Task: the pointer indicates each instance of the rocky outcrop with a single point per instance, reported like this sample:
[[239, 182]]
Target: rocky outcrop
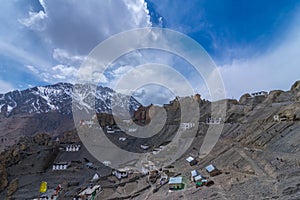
[[3, 179], [12, 188], [41, 138], [296, 87], [244, 98]]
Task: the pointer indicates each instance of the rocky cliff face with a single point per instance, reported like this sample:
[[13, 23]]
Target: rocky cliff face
[[258, 150]]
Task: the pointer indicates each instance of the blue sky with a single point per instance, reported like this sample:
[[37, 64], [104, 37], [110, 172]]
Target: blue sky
[[254, 44]]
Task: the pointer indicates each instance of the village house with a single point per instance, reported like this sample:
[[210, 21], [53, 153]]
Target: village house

## Description of the task
Copy out each line of the listing that holds the string "reported".

## Reply
Task: the pointer indicates each instance of the rocky outcrop with a single point per instance, reported like this sample:
Task: the pointer indicates each instance of the rocky cliff face with a single point per instance, reported like this sample:
Task: the pointer indicates each instance of the blue sky with a single point per instance, reported like this sample:
Task: the pointer indicates each instance of the village house with a single point per instance, reported like this sample:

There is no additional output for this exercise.